----- FRAGMENTO DEL DOCUMENTO

Supongo que, como les ha sucedido a tantos otros —y, especialmente, a quienes procedían de otros campos como el periodismo o, en este caso, el mundo del cine—, Gutiérrez Aragón ha tardado en acomodarse en el siempre selecto parnaso de las letras. Y no por el hecho de no haber encontrado un estilo, un carácter personal para su prosa, sino porque rara vez son perdonados quienes se prueban en otros ámbitos, fuera de esa otra faceta por la que han sido reconocidos. El ilustre y largamente premiado cineasta cántabro, desde 2009, tiene en su haber novelas de indudable valía como La vida antes de marzo, El ojo del cielo y Rodaje, por citar sólo tres de ellas. Textos de enorme pureza, brillantes, escritos con la delicadeza y la soltura propias de un profesional de la literatura. No en vano Juan Marsé —hombre tan poco dado a la celebración propia y ajena— tuvo ocasión de elogiar una obra como Gloria mía.
En la nota inicial del autor, para que nadie se llame a engaño y no se pueda sentir defraudado, Gutiérrez Aragón avisa: casi todos estos cuentos, que parecían completamente diferentes en apariencia, tienen en común “el tema —si no el argumento— del relato en sí mismo, el de la propia forma narrativa como inquietud del autor”. Y más cosas aún, que uno adivina cuando entra en materia. Como, por ejemplo, la elección, en varios de los casos, de los espacios cerrados a la hora de desarrollar la trama: bien un cine, bien un teatro, donde siempre ocurren cosas y no del todo normales. Porque gran parte de la sustancia que da aliento a estas páginas reside en el misterio, en lo extraordinario, en lo sorprendente y poco común. La referencia es, sin duda alguna, si nos remontamos en el tiempo, el grandísimo Edgar Poe, pero sin desechar del todo las más que evidentes influencias de todo un Borges o de Buñuel, en alguna que otra situación puntual.

----------
----- REGISTROS EXTRAÍDOS

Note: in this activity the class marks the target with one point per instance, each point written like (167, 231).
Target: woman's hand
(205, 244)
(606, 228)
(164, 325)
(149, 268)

----------

> [OBJETIVO DEL EJERCICIO] Según el fragmento, ¿en qué espacios cerrados se desarrolla la trama de varios de los cuentos?

> [RESULTADO DE LA TAREA] En un cine o en un teatro.